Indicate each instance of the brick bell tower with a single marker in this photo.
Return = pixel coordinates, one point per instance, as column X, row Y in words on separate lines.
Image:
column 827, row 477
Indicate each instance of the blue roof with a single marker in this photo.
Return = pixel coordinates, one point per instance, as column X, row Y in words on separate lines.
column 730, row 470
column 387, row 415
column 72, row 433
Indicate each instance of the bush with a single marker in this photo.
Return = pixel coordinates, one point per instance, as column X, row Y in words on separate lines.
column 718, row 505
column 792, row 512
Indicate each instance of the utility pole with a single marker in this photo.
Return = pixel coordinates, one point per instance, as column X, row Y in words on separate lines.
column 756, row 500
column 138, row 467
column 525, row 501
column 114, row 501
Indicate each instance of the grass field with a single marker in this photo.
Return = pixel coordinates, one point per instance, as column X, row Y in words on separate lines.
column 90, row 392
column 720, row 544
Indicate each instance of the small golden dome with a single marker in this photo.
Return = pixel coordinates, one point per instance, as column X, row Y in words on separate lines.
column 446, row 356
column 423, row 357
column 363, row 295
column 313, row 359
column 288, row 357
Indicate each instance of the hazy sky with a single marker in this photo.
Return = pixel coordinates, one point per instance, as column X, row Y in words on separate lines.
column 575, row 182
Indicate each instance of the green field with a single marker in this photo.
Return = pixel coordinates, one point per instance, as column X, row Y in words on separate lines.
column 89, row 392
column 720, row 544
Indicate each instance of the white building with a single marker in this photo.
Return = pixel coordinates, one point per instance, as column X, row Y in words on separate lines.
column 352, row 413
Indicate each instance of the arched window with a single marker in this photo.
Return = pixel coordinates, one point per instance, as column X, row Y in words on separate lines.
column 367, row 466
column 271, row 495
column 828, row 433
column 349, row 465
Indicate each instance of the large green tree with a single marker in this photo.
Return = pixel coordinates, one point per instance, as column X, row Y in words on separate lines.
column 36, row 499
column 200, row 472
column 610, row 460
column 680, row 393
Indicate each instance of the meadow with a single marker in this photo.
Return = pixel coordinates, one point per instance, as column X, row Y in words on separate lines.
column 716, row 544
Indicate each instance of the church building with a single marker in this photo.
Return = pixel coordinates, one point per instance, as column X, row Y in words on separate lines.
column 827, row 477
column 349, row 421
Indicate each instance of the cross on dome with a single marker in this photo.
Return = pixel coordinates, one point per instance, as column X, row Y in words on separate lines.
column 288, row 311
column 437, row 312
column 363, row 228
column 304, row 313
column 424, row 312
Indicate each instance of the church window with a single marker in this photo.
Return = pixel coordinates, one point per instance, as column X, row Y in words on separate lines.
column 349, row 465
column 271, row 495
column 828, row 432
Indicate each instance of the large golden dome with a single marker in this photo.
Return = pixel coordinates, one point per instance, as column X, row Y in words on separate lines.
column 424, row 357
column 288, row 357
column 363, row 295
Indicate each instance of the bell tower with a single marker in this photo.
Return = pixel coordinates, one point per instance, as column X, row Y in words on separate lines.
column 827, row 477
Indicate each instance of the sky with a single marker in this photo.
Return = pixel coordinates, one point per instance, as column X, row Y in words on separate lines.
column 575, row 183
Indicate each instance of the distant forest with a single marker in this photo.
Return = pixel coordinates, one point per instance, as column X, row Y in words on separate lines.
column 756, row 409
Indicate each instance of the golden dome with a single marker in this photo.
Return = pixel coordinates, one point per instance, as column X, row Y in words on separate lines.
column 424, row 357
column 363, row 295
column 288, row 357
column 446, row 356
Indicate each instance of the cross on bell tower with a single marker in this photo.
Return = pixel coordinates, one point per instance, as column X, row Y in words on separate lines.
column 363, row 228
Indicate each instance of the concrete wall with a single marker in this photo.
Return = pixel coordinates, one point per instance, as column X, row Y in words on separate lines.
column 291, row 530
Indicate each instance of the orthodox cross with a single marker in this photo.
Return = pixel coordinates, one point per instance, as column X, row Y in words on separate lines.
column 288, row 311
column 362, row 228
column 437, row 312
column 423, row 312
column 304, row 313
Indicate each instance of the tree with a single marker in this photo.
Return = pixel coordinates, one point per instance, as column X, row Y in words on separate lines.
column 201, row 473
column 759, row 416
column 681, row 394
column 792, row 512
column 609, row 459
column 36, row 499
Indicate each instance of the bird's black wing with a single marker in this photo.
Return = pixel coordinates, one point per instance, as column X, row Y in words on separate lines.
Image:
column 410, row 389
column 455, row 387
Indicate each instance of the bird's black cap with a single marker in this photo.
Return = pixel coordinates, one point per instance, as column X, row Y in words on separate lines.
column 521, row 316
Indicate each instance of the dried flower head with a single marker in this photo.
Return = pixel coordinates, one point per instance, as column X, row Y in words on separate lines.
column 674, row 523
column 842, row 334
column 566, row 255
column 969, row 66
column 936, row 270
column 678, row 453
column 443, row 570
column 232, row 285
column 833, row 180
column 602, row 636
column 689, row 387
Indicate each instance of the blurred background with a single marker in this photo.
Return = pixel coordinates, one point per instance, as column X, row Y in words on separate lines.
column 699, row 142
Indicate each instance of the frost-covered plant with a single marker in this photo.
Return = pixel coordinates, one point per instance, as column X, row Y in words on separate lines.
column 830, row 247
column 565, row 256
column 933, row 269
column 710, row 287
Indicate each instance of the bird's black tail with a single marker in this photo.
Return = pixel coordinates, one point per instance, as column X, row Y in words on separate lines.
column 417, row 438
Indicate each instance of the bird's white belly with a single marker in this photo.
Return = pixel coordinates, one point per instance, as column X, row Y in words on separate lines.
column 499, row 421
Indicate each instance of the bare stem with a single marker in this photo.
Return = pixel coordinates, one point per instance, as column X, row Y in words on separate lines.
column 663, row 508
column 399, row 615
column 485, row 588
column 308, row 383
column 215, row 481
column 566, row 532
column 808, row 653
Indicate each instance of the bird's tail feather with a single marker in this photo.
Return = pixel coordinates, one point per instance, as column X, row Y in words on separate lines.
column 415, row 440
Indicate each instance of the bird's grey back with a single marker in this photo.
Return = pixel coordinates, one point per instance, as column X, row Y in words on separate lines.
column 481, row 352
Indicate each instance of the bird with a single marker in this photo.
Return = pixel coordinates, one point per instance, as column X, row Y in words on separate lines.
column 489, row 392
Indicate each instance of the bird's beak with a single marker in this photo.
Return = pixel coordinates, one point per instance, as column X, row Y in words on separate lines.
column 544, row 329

#### REQUEST:
Can you lay out the data, from its start through the line containing "column 575, row 182", as a two-column CSV with the headers instruction and response, giving one row for each instruction with its response beside it, each value in a single quoted field and line breaks replaced by spaces?

#### WRITTEN RESPONSE:
instruction,response
"Indicate each instance of the brick bell tower with a single marker in this photo. Return = pixel coordinates, one point per instance, as column X, row Y in words on separate lines. Image:","column 827, row 477"
"Indicate each instance of the blue roof with a single marker in this photo. Return = pixel coordinates, one point per instance, as column X, row Y in words on separate lines.","column 730, row 470 column 387, row 415 column 72, row 433"
"Indicate each instance of the bush with a single marker in this photo. Return = pixel coordinates, one point per instance, as column X, row Y in words on separate lines.","column 718, row 505 column 792, row 512"
"Indicate each instance of the utility pole with a single marker in this photo. Return = pixel coordinates, one point per instance, as column X, row Y in words on separate lines.","column 756, row 500 column 138, row 467 column 525, row 501 column 114, row 501"
"Indicate each instance of the grass field with a single marker in this photo. Return = pixel coordinates, one point per instance, as column X, row Y in words on separate lines.","column 90, row 392 column 720, row 544"
"Indicate each instance of the small golden dome with a single marker in this photo. Return = pixel coordinates, one point per instance, as column X, row Y in words on separate lines.","column 446, row 356 column 423, row 357 column 363, row 295 column 313, row 359 column 288, row 357"
"Indicate each instance of the hazy sky with a single marker in this photo. Return = pixel coordinates, one point per instance, as column X, row Y in words on separate lines.","column 575, row 182"